> [EXERCISE DESCRIPTION]: Reproduce the lines of the data below unchanged, from the line with "panel in the photo above." up to and including the line with "[[346, 544], [179, 151]]", and give nothing else.
..........
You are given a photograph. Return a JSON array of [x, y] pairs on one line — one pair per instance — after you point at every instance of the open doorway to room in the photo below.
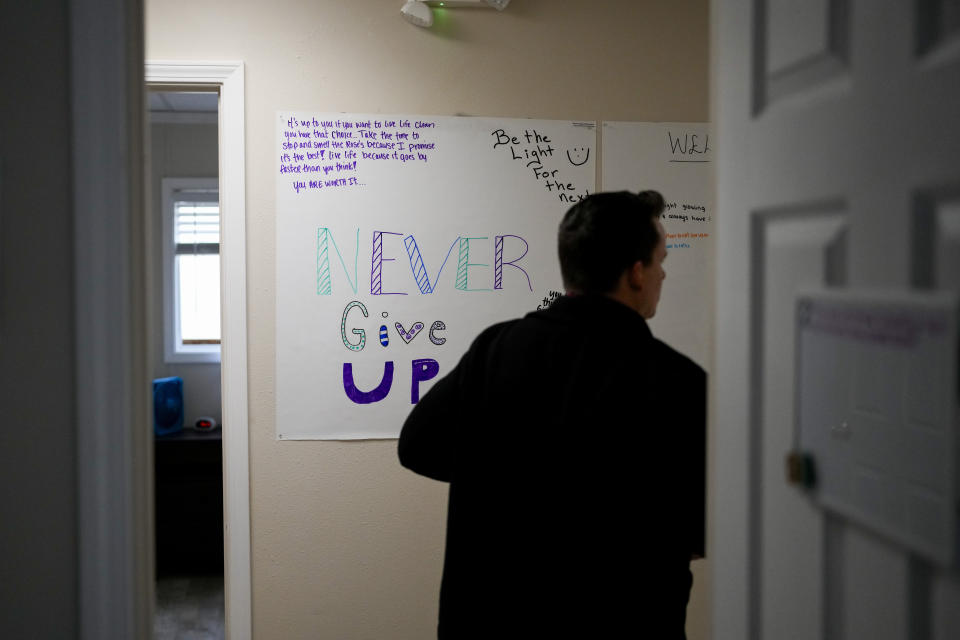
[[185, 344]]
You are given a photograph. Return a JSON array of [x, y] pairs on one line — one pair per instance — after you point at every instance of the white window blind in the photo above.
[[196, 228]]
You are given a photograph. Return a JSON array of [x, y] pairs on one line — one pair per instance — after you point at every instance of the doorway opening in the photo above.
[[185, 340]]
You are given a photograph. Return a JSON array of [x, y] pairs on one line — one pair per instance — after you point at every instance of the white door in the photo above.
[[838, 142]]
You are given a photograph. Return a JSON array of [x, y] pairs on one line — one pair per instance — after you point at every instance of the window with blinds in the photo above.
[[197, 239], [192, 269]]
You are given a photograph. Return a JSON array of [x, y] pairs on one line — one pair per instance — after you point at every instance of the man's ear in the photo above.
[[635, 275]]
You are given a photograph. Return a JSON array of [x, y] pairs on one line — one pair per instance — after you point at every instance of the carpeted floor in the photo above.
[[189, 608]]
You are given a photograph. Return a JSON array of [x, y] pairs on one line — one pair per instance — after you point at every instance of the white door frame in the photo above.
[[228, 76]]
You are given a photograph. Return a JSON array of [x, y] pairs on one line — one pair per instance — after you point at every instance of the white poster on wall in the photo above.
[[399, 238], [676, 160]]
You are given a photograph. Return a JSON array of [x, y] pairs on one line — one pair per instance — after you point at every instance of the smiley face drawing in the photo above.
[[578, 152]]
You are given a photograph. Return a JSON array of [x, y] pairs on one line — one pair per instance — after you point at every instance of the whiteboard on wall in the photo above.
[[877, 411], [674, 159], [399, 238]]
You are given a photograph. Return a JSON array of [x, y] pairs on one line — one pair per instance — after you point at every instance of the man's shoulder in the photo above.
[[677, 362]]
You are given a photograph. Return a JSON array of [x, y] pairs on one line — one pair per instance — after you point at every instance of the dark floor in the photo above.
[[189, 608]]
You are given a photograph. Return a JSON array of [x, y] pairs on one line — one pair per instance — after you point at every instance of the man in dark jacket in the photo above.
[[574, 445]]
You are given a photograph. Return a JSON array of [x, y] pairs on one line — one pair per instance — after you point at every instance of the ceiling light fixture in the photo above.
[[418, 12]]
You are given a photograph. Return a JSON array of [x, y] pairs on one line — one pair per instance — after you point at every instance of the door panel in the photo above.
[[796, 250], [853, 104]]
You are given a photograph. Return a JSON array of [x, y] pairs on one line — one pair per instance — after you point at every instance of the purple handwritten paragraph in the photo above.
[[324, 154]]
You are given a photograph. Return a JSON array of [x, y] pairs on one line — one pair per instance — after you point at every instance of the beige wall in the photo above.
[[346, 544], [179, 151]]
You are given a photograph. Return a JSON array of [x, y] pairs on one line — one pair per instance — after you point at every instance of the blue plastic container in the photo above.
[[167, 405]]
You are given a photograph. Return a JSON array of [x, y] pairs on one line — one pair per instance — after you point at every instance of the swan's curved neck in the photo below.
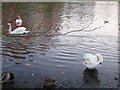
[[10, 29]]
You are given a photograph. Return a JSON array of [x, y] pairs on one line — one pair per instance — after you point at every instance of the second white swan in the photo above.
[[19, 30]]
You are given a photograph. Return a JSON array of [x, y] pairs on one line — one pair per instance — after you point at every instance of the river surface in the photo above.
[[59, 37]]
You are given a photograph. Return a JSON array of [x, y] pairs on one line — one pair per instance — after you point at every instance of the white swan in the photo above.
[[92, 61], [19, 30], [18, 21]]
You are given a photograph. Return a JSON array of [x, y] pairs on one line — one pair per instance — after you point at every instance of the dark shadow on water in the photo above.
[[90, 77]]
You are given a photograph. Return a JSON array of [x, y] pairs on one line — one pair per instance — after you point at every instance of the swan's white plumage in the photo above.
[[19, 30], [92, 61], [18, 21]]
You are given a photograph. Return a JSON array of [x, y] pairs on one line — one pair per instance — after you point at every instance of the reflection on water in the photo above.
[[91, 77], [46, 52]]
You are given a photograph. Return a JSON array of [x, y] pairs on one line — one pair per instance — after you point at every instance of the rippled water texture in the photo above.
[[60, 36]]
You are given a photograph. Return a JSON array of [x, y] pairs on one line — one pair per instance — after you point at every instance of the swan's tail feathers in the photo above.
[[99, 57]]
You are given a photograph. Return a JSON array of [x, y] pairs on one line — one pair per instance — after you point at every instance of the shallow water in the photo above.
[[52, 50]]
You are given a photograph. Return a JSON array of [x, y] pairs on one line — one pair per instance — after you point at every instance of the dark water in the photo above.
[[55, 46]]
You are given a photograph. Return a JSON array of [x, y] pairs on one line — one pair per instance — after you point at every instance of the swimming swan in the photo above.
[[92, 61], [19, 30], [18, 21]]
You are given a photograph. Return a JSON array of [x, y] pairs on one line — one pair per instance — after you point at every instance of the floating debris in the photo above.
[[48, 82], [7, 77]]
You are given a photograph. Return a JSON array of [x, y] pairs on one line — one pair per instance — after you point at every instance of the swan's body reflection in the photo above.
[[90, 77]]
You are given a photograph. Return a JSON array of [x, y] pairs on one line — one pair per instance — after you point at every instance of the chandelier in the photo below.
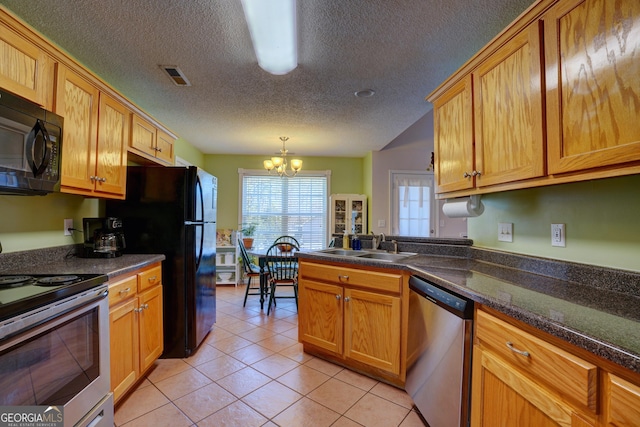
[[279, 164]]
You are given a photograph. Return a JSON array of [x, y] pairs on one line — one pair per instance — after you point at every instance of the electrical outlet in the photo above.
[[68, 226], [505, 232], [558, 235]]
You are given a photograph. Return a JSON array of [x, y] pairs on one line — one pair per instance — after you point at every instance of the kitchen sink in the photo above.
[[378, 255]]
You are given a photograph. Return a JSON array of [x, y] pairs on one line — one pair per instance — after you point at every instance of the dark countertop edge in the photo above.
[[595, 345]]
..........
> [SOLUTION TO THIS TASK]:
You are given a photograph. Return a JSON array of [x, y] pairs on one line — one pair per instance — after you point at every instance of the door panel in the photo above.
[[796, 250], [853, 104]]
You are given a photograph. Return a JSON array of [x, y] pairs on one line — one pair per instance — after you point at every instance of the purple handwritten paragraph in the photo above.
[[324, 154]]
You are given a photograph. Return a JSON array of [x, y] pairs on one line — one pair per instance — after you point at every instance of the beige wall in the photo above.
[[346, 544], [179, 151]]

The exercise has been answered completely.